====== Selected extract
Bills v. State

Decision Date01 May 1918
Docket NumberNo. 23345.,23345.
Citation119 N.E. 465,187 Ind. 721
PartiesBILLS v. STATE.
CourtIndiana Supreme Court

OPINION TEXT STARTS HERE

Appeal from Circuit Court, Johnson County; Wm. E. Deupree, Judge.

Floyd J. Bills was convicted of seduction, and he appeals. Affirmed.

Walter J. Nieble, of Edinburg, and Wm. Featherngill and Ivory J. Drybread, both of Franklin, for appellant. Ele Stansbury, of Indianapolis, Elmer E. Hastings, of Washington, Ind., and Dale F. Stansbury, of Indianapolis, for the State.

LAIRY, J.

Appellant was convicted of the crime of seduction as defined by section 2354, Burns 1914. By that section of the statute the crime of seduction is defined as follows:

“Any male person who, under promise of marriage, shall have illicit carnal intercourse with any female of good repute for chastity, under the age of twenty-one years, shall be deemed guilty of seduction.”

[1] Appellant assigns as error: (1) That the facts stated in the affidavit do not constitute a public offense; and (2) that the trial court erred in overruling his motion for a new trial. Appellant did not question the sufficiency of the affidavit by a motion to quash for any defect which was pointed out. Under previous decisions of this court he thereby waived the right to question its sufficiency by an assignment of error in this court. Robinson v. State (1912) 177 Ind. 263, 266, 97 N. E. 929;Hay v. State (1912) 178 Ind. 478, 98 N. E. 712, Ann. Cas. 1915C, 135.

[2] Under his motion for a new trial s9everal questions are presented for review. The decision of the questions presented depend on the construction to be given to the statute on which the prosecution is based. Appellant proceeded at the trial on the theory that it was necessary for the state to prove that the prosecuting witness was a girl of chaste character at the time of the alleged seduction. By evidence offered he sought to prove conduct on the part of the prosecuting witness indicating that she was not chaste, and several instructions were presented by which the court was requested to instruct the jury in accordance with appellant's theory of the law. The court refused to adopt appellant's theory, and accordingly excluded the offered evidence and refused the tendered instructions. In the admission and rejection of evidence and by its instructions the court proceeded on the theory that the question as to whether or not the prosecuting witness was in fact chaste at the time of alleged seduction was not in issue, but that the real point in issue under the statute was her reputation for chastity. There is a distinction in meaning between character and reputation. A person's character depends on the attributes which he in reality possesses, while his reputation depends upon the attributes which the people generally in the community believe him to possess. It is possible that a woman may be of good repute for chastity, when she is not, in fact, chaste. It must be presumed that the Legislature advisedly employed the words “of good repute for chastity,” instead of the words, “of chaste character,” or other words expressive of chastity as a reality. It is argued that the meaning of the word “seduce” is to draw aside from the path of virtue or rectitude, and that a woman cannot be enticed or drawn aside from the path of virtue unless she is at the time honestly pursuing such a course and is in fact virtuous. The logic of the propositions is apparent, and numerous cases are cited to support it. It must be borne in mind, however, that this prosecution is based on a statute which defines the elements of the crime with such certainty as to leave no room for construction. Under this statute, if the female is of good repute for chastity, and under 21 years of age, a male person who has carnal intercourse with her, induced by a promise of marriage, is guilty of the offense defined.
============
- [Parts of the exercise]
(A) Transcribe the passage of the Bills v. State opinion from "Appeal from Circuit" to "for the State.".
(B) According to the Bills v. State opinion, which section of Burns 1914 defines the crime of seduction under which the appellant was convicted?
(C) Carry the Bills v. State opinion forward from its final sentence.
====== Stored rows
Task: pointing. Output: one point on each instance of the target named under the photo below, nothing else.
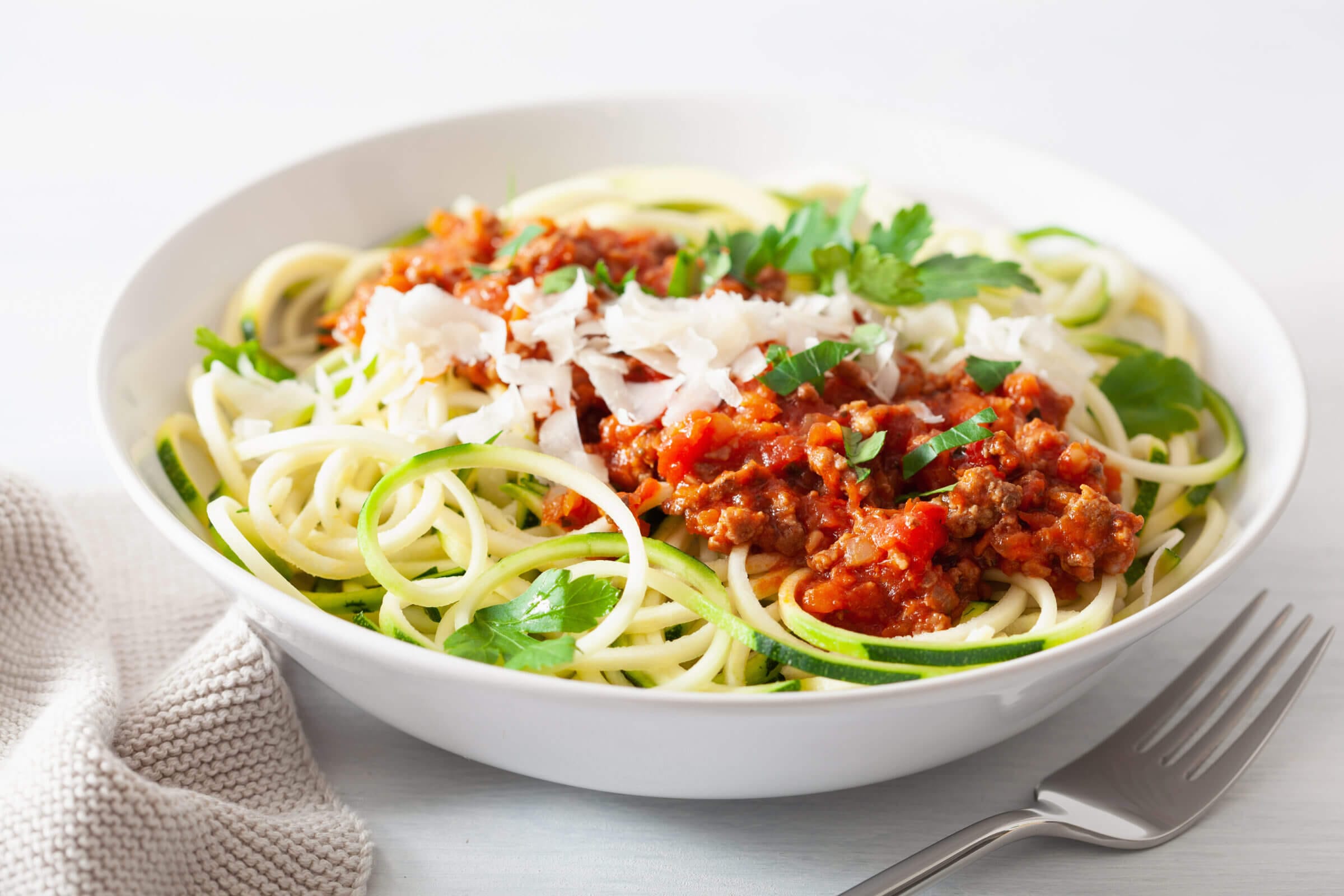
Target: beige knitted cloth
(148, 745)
============
====== Stored rows
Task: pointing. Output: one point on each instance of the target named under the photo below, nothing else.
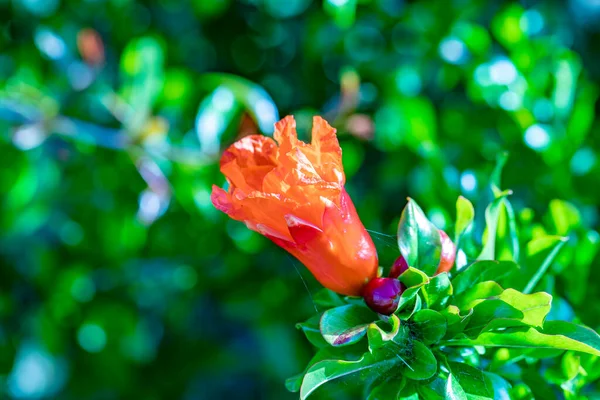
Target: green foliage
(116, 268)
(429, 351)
============
- [Answers to the exercises]
(A)
Appeal from Circuit Court, Johnson County; Wm. E. Deupree, Judge.

Floyd J. Bills was convicted of seduction, and he appeals. Affirmed.

Walter J. Nieble, of Edinburg, and Wm. Featherngill and Ivory J. Drybread, both of Franklin, for appellant. Ele Stansbury, of Indianapolis, Elmer E. Hastings, of Washington, Ind., and Dale F. Stansbury, of Indianapolis, for the State.

(B) Section 2354

(C)
In many of the states the statutes provide that the female shall be “of previous chaste character.” Under such a statute specific acts of unchastity may be shown. Kenyon v. People, 26 N. Y. 203, 84 Am. Dec. 177; Polk v. State, 40 Ark. 482, 48 Am. Rep. 17; People v. Brewer, 27 Mich. 134.

The rule, however, is different in states having statutes similar to ours. In such states the evidence must be confined to the general reputation of the prosecuting witness for chastity; evidence of specific acts being excluded. State v. Bryan, 34 Kan. 63, 8 Pac. 260;Bowers v. State, 29 Ohio St. 542;Foley v. State, 59 N. J. Law, 1, 35 Atl. 105;Lyons v. State, 52 Ind. 426;Williams v. State ex rel., 3 Ind. App. 350, 29 N. E. 1079. In the...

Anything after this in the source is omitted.